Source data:

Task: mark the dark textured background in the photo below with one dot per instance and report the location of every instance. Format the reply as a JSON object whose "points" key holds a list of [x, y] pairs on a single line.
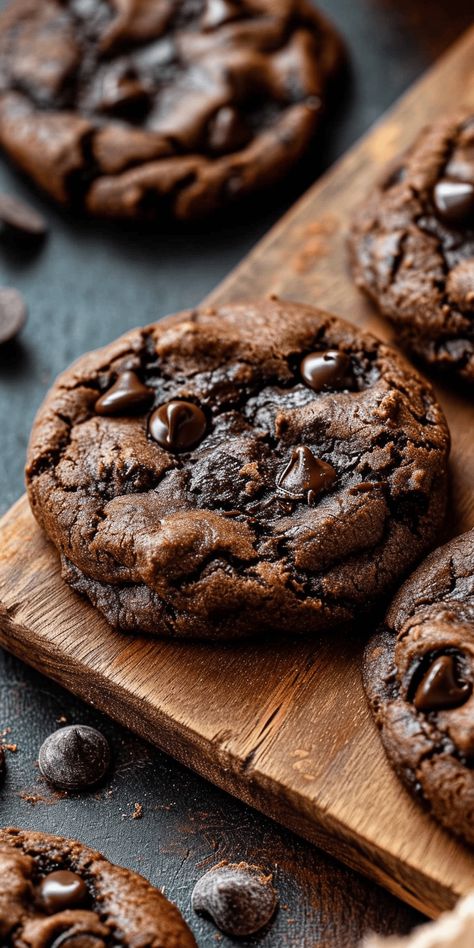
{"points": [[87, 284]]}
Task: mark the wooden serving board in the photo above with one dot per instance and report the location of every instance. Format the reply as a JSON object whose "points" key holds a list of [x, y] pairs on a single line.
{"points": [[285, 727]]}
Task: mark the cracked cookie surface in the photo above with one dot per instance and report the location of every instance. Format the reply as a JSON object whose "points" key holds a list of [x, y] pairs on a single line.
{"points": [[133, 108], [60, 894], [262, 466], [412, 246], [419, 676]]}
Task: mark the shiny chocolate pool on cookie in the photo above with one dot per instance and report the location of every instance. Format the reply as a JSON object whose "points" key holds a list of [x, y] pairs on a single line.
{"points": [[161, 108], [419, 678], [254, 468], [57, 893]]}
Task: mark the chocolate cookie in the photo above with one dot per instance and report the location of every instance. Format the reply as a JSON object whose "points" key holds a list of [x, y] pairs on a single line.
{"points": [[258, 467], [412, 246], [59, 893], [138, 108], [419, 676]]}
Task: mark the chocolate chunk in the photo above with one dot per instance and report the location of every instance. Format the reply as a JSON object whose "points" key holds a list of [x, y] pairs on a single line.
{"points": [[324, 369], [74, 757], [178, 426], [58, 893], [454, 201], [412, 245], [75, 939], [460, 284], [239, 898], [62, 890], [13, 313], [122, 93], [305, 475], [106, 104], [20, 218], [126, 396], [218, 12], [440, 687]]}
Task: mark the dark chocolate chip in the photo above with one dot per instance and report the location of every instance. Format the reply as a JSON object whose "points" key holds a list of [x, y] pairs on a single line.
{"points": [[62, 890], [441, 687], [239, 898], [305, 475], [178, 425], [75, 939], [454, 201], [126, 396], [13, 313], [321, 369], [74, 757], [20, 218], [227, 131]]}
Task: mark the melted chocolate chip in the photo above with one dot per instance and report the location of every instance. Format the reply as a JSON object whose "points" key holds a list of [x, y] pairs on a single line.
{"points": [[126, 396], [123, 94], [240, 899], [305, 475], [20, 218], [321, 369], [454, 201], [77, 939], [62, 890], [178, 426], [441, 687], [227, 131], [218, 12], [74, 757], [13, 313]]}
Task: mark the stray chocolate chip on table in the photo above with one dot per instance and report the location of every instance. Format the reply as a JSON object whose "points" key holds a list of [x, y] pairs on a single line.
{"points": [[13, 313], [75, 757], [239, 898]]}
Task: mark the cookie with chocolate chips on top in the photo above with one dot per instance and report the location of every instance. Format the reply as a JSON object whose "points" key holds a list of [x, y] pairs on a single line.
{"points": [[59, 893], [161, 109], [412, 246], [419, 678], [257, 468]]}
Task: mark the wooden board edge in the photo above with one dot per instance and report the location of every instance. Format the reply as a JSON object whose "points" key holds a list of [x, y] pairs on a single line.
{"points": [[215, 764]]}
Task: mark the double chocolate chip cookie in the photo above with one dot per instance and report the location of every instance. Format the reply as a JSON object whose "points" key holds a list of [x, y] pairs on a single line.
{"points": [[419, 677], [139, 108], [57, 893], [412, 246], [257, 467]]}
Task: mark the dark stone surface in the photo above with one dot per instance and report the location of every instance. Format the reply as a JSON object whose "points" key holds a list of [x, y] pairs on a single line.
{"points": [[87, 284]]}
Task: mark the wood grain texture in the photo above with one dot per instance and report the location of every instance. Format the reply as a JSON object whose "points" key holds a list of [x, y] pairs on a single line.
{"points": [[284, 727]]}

▸ What the task asks:
Your output should consist only of the lines from the one containing "Task: mark the dark stone" to the end of the records above, each retyped exactly.

▸ Answer below:
Task: mark the dark stone surface in the photo above with one dot per instance and report the location of every instance. Format the reply as a JSON object whose "points" key holds a list of [x, y] pairs on a single line.
{"points": [[87, 284]]}
Task: mark the wood grain texture in the photo above with one dot per instance and report the location of every instance. Format the reply as a JSON object whose "points" key holds a list of [x, y] pairs on a single line.
{"points": [[284, 727]]}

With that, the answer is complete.